**ASSIGNED TASK**
Everything from the line with "Every instance of the blurred" to the end of the data is to be retyped exactly, and nothing else.

** Opening SUPPLIED INFORMATION block **

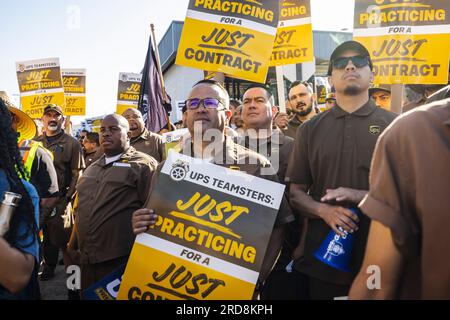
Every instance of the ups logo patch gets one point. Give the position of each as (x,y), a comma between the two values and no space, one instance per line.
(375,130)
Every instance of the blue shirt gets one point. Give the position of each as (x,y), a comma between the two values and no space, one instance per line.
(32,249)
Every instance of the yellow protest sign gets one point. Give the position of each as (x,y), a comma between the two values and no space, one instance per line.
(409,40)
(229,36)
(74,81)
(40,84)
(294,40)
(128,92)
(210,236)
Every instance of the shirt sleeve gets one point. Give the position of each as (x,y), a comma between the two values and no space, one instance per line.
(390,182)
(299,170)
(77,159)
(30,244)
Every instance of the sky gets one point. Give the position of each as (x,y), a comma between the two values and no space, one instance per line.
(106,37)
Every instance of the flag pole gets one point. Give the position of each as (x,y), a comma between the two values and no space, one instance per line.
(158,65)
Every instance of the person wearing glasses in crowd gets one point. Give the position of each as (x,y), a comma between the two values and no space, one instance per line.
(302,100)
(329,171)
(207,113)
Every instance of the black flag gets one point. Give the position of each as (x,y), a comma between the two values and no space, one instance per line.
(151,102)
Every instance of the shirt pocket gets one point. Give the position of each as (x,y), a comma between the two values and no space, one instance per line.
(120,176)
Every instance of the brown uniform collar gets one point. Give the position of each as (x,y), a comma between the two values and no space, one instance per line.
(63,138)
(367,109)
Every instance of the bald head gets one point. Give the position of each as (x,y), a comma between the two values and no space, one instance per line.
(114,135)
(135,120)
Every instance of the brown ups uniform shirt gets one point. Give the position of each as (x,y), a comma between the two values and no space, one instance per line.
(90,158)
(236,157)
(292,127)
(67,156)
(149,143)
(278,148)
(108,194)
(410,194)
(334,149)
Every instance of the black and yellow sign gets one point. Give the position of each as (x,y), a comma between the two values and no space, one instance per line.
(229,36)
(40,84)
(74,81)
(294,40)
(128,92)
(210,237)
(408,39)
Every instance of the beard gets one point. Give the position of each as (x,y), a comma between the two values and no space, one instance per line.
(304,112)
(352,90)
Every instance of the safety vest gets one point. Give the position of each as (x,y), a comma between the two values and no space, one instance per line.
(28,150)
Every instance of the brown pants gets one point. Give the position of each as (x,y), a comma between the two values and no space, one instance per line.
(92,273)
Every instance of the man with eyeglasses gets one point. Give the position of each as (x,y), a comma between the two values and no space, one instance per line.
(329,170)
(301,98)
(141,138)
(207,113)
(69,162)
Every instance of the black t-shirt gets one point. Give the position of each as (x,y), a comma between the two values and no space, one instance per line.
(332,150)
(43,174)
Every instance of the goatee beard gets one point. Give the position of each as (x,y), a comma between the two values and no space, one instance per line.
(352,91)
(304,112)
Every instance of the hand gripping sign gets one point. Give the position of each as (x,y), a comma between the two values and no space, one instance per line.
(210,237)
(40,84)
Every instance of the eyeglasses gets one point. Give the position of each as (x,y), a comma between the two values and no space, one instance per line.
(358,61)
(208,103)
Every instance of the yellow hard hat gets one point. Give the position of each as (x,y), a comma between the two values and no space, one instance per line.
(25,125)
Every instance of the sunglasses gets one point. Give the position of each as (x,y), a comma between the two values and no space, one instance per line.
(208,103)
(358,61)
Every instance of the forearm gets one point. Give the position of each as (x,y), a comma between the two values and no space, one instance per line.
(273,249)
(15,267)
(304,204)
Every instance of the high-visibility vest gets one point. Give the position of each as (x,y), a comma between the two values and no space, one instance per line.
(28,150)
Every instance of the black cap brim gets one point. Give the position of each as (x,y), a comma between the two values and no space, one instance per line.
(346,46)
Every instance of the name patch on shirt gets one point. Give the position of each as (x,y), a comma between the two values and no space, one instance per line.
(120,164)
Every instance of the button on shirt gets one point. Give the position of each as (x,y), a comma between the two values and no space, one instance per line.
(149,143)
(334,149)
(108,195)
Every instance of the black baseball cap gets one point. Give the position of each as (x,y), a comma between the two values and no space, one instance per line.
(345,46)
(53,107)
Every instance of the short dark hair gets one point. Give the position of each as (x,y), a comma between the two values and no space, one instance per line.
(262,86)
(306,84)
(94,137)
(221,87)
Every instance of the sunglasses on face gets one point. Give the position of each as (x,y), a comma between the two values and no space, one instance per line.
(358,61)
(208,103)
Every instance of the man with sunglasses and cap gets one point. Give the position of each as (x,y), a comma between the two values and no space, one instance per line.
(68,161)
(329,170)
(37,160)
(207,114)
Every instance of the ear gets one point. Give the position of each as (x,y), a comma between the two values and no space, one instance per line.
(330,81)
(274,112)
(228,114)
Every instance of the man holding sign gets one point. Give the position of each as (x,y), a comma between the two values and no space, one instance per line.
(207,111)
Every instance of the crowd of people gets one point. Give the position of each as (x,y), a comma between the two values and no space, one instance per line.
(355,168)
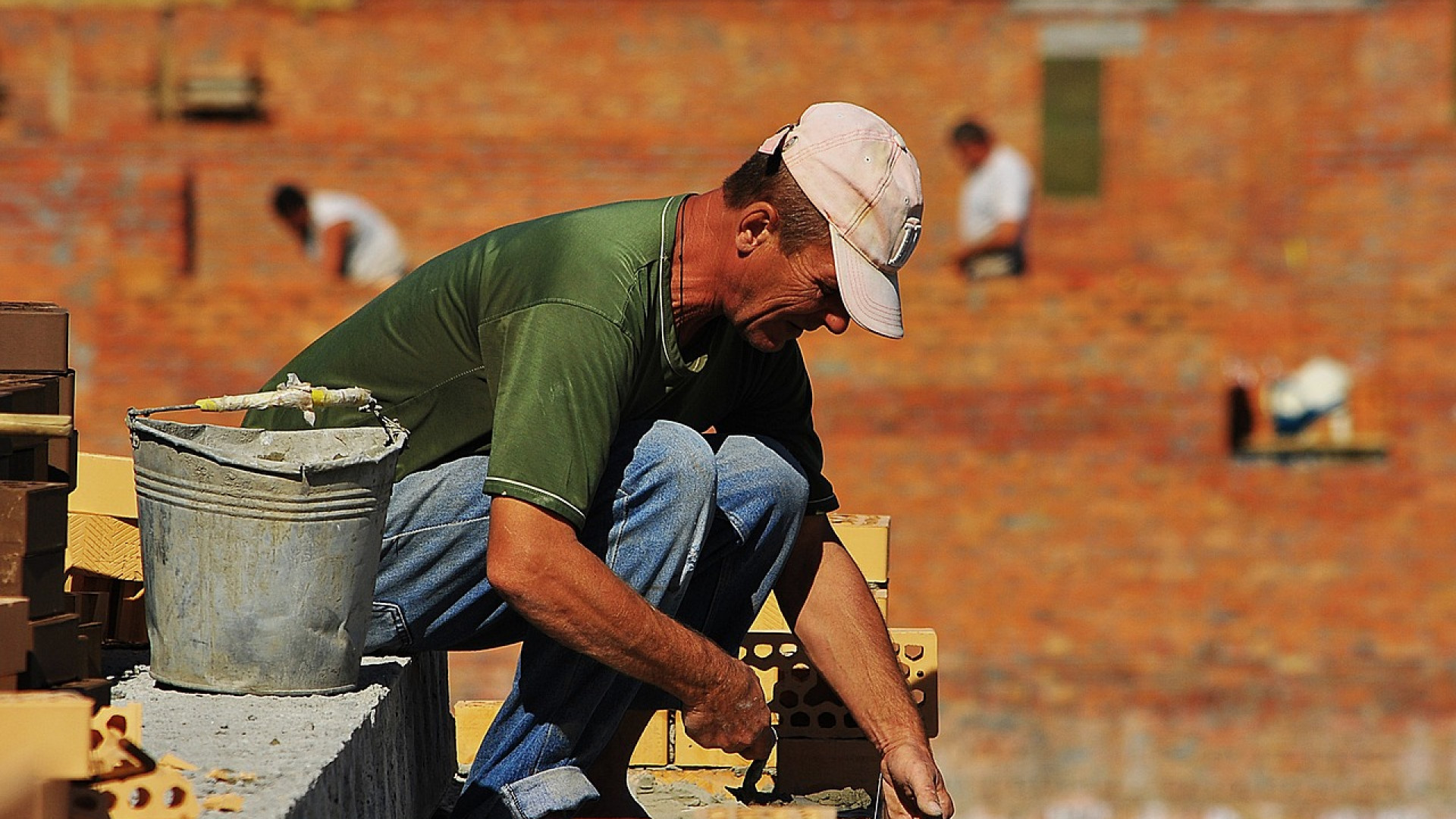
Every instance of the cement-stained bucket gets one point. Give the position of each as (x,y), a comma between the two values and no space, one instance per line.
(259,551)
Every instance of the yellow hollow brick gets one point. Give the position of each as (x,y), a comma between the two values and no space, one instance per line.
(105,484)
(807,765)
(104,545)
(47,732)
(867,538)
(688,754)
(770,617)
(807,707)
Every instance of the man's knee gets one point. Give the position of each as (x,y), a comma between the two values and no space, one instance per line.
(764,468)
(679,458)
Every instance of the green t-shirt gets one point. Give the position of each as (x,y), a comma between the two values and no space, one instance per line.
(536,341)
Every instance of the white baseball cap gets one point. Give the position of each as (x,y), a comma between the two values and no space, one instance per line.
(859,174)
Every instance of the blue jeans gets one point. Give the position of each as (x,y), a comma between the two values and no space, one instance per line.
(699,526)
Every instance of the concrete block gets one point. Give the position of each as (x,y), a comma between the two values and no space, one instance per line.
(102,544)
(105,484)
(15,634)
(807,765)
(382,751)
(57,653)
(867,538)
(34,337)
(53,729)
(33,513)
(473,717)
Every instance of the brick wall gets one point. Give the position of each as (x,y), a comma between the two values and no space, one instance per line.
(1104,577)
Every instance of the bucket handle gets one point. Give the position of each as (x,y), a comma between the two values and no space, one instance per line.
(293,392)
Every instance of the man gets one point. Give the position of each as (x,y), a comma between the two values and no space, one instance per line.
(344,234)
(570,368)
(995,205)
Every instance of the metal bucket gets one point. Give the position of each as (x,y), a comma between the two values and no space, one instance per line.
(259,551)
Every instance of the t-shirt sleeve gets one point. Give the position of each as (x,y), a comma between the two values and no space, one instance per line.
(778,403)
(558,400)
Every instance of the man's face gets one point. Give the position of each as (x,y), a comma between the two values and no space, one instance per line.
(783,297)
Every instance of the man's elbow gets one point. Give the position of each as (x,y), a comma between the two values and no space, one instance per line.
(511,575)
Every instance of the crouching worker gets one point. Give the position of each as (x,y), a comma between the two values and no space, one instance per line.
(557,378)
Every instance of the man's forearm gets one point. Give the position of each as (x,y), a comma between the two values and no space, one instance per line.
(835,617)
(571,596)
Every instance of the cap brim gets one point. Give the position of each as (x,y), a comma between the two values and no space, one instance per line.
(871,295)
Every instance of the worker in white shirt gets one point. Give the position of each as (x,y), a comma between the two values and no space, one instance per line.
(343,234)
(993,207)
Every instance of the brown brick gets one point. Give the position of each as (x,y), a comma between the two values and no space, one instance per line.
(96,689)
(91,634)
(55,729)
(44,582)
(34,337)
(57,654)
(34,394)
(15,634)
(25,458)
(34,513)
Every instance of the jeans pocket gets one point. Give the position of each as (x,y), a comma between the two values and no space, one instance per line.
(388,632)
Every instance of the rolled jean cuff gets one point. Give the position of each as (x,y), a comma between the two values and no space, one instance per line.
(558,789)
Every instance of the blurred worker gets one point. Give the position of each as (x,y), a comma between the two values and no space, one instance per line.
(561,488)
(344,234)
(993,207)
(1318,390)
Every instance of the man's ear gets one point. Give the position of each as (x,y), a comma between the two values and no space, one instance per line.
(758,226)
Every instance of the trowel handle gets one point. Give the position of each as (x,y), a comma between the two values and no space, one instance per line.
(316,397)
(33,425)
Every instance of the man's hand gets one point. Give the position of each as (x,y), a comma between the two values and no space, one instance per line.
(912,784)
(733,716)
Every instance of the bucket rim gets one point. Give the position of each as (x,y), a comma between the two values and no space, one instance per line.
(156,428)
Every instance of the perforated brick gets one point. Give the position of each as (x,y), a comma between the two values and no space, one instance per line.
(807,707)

** Closing SUPPLIED INFORMATION block **

**ANSWER**
Every instance of the blurred worker gets one point. Give the position of each as (x,y), a comma between the two values and no space, one instance per line.
(561,488)
(344,234)
(993,207)
(1318,390)
Every instance of the man's ear gets one point. Give the position of each as (x,y), a comma between the two values and no space, one instance per line.
(758,226)
Every instance of the trowel handle gets one point. Give the position of each as (x,y), a comma between the two values and no space, one instance per line.
(316,397)
(33,425)
Every instance of the man's hand gets one point. Give the position of each as (x,y), a comma between the two values and no space, one instance per line.
(912,784)
(733,716)
Every instance of the bucket rim gets one point. Give the position of each as (x,y), a comma between the two values and no space, one instance per line.
(156,428)
Every instance of the perforated brick gets one point. Give the position of each as (x,y), a comma between the two values and no space, one instance per line.
(807,707)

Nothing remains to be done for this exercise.